Gib die folgenden Zeilen wortgetreu wieder: alles von der Zeile mit „Where can the clapping“ bis hinunter zur Zeile mit „pixel 428 296“, beide mit eingeschlossen.

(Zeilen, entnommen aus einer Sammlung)
***
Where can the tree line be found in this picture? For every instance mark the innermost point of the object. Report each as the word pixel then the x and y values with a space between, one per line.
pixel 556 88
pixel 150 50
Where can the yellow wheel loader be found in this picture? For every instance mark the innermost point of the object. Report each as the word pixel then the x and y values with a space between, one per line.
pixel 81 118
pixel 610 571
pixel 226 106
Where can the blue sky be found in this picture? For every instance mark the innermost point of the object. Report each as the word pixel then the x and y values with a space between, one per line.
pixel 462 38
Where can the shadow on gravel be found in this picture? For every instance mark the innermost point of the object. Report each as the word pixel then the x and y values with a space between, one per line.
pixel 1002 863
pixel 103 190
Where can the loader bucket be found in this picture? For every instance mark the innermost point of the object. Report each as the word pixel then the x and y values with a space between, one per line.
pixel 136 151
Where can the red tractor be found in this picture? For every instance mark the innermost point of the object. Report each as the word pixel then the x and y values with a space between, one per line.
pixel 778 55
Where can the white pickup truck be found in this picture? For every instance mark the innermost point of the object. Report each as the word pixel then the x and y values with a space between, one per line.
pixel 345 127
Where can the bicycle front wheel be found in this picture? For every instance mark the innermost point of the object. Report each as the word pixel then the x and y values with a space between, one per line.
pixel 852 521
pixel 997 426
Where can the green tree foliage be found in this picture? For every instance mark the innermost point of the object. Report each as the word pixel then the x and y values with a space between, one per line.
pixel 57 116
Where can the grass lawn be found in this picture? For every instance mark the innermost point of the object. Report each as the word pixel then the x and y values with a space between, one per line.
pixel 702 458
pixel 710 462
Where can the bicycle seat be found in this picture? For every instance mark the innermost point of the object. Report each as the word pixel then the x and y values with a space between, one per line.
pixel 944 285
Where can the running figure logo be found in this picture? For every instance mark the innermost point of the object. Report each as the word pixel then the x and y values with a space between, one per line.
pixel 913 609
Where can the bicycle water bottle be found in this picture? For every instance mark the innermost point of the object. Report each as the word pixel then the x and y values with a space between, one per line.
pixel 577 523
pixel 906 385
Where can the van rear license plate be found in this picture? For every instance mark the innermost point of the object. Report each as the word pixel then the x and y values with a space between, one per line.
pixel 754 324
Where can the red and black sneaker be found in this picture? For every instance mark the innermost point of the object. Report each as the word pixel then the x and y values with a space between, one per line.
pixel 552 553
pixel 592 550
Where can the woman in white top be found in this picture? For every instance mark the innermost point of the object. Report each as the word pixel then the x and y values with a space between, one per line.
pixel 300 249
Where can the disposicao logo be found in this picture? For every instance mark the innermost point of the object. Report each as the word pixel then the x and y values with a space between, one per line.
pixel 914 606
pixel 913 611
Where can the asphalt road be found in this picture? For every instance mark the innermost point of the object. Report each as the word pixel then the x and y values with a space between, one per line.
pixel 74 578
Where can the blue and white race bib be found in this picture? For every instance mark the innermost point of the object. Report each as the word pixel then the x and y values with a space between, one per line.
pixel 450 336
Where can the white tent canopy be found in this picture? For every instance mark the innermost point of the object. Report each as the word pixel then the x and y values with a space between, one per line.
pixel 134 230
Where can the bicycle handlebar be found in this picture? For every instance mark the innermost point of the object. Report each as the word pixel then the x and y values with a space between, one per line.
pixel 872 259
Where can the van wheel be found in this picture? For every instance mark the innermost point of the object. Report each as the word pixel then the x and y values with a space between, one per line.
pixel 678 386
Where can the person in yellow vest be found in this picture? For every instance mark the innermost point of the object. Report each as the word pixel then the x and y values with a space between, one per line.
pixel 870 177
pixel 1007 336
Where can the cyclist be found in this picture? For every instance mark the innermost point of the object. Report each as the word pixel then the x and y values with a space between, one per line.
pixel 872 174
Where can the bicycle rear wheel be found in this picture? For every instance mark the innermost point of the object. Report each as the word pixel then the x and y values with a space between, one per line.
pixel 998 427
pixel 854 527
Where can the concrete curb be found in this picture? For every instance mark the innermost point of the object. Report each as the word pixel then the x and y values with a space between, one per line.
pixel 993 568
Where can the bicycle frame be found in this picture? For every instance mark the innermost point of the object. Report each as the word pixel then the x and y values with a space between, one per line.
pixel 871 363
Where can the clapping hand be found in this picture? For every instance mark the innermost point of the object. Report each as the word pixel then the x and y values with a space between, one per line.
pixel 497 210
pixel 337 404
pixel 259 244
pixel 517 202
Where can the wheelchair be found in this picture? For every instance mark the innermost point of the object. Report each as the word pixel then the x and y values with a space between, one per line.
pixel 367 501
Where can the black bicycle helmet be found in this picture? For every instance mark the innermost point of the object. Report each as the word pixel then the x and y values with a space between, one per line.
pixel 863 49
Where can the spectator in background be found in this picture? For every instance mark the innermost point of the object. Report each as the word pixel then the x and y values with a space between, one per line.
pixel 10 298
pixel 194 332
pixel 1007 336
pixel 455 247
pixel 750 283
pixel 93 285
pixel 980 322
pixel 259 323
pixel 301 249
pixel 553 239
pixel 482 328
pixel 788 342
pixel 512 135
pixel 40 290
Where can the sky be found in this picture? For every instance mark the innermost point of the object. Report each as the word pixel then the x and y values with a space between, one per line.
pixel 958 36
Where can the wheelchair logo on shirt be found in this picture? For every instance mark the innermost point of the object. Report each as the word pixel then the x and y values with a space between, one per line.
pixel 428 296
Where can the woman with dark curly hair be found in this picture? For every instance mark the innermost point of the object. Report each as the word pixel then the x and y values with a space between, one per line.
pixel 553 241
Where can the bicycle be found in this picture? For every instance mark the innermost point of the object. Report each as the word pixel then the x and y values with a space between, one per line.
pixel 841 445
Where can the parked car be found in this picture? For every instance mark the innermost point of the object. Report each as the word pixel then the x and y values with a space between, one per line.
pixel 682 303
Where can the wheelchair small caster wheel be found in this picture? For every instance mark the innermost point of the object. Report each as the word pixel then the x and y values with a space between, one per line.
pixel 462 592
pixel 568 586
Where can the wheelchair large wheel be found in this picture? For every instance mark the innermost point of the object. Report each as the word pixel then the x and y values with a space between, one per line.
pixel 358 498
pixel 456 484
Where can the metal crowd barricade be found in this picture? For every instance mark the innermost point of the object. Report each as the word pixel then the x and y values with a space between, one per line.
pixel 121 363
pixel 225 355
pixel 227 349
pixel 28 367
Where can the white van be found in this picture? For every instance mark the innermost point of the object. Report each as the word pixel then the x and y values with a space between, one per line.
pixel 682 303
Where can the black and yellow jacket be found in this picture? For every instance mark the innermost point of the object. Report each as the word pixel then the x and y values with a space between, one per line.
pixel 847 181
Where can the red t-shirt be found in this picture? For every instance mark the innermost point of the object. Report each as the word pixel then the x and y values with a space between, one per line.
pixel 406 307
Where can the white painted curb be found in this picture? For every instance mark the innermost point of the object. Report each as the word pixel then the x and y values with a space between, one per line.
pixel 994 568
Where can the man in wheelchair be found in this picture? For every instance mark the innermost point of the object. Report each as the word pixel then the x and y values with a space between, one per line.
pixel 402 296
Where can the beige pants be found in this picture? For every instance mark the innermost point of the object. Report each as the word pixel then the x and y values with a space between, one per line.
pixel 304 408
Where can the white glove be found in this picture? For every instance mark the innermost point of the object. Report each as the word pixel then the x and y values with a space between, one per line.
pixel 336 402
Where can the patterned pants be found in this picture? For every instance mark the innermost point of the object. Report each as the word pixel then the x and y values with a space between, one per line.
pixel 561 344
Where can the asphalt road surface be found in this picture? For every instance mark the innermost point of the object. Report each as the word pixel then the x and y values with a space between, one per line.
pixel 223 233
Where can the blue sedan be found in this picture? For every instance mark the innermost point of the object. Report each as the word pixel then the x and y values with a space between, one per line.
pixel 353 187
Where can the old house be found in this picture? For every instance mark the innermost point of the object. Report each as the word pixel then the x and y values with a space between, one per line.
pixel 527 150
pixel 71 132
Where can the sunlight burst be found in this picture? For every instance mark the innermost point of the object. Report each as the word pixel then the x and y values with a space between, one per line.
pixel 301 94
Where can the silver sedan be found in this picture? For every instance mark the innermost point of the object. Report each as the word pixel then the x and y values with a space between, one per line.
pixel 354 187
***
- [Schriftliche Antwort]:
Where can the clapping hand be found in this picture? For every instance mark the innermost point of the object. Report each as the word pixel then the x and y values with a space between, one per line.
pixel 497 210
pixel 337 404
pixel 259 244
pixel 517 202
Where can the wheelchair be found in this picture? For every instance mark the innermost point of the object. Report each as the word pixel then the x and y values with a space between, one per line.
pixel 367 501
Where can the black bicycle helmet be found in this picture? For every instance mark the innermost point of the object. Report each as the word pixel then the x and y values with a space between, one per line.
pixel 863 49
Where can the spectator in background be found in this picture? For every instance mark the innermost point of the object. Report each as the word pixel then the x and y values with a space between, one per line.
pixel 10 298
pixel 194 332
pixel 1007 336
pixel 455 247
pixel 750 283
pixel 93 285
pixel 980 322
pixel 259 323
pixel 301 249
pixel 553 239
pixel 482 328
pixel 788 342
pixel 512 135
pixel 40 290
Where can the sky be found in this picture? For every instance mark the innermost point of the object. Report each as the word pixel then the x and y values with a space between, one per line.
pixel 958 36
Where can the wheelchair logo on shirt be found in this picture? For every instance mark the innermost point of the object. Report each as the word pixel then the x and y values with a space between, one per line.
pixel 428 296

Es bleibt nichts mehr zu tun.